Set down all of the entries word for word, omitting the images they contain.

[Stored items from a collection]
::::

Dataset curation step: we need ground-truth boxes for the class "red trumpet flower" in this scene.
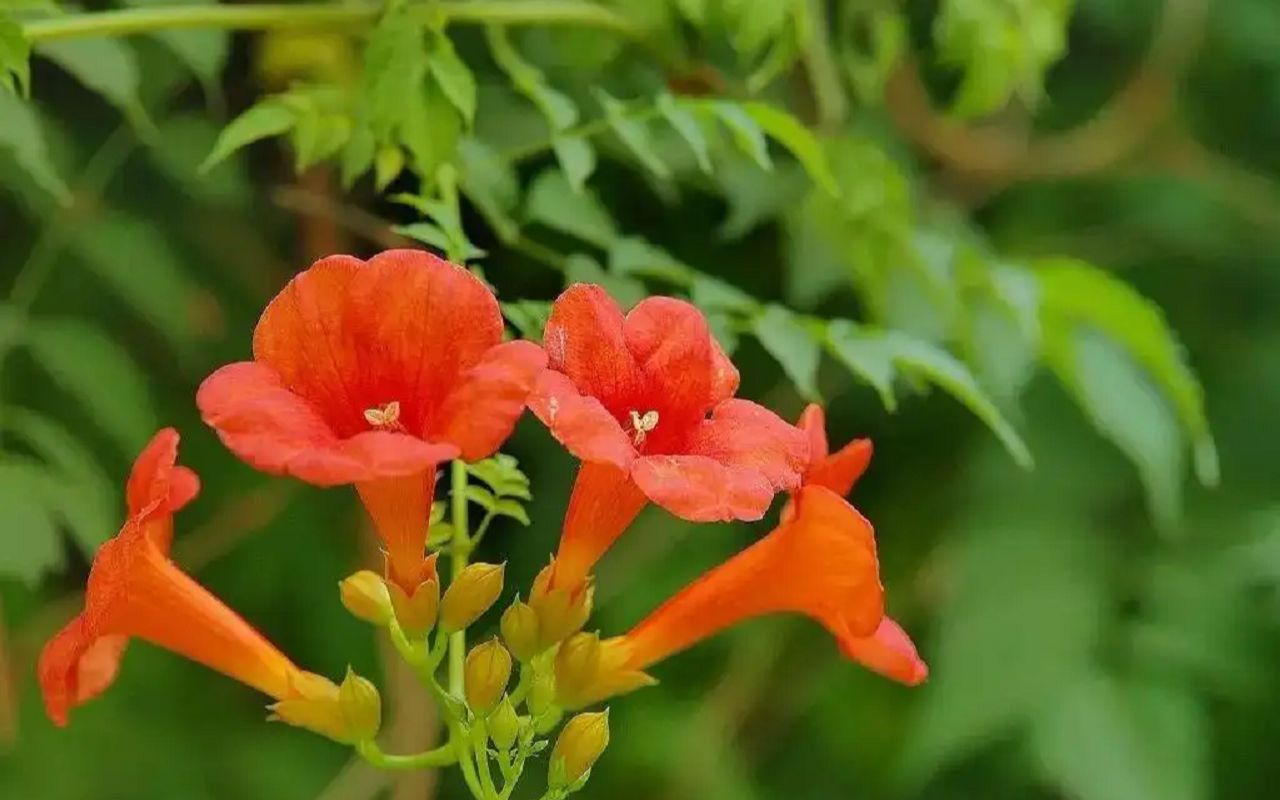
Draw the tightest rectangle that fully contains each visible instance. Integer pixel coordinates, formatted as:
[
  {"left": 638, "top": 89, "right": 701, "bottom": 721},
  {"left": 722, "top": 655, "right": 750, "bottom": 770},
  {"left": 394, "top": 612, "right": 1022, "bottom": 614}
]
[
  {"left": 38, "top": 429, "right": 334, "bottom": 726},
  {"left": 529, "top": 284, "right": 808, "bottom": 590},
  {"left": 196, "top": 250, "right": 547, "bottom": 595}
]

::::

Result
Dataset curation step: we need ground-truth boxes for the class "red trumpet flower" in this scene.
Draw the tightest rectangle that fully contains each visible instance. Integer pixel coordinates, formatted as:
[
  {"left": 638, "top": 89, "right": 701, "bottom": 721},
  {"left": 722, "top": 655, "right": 750, "bottom": 770},
  {"left": 394, "top": 612, "right": 1022, "bottom": 614}
]
[
  {"left": 38, "top": 429, "right": 334, "bottom": 726},
  {"left": 529, "top": 284, "right": 808, "bottom": 590},
  {"left": 196, "top": 250, "right": 547, "bottom": 595}
]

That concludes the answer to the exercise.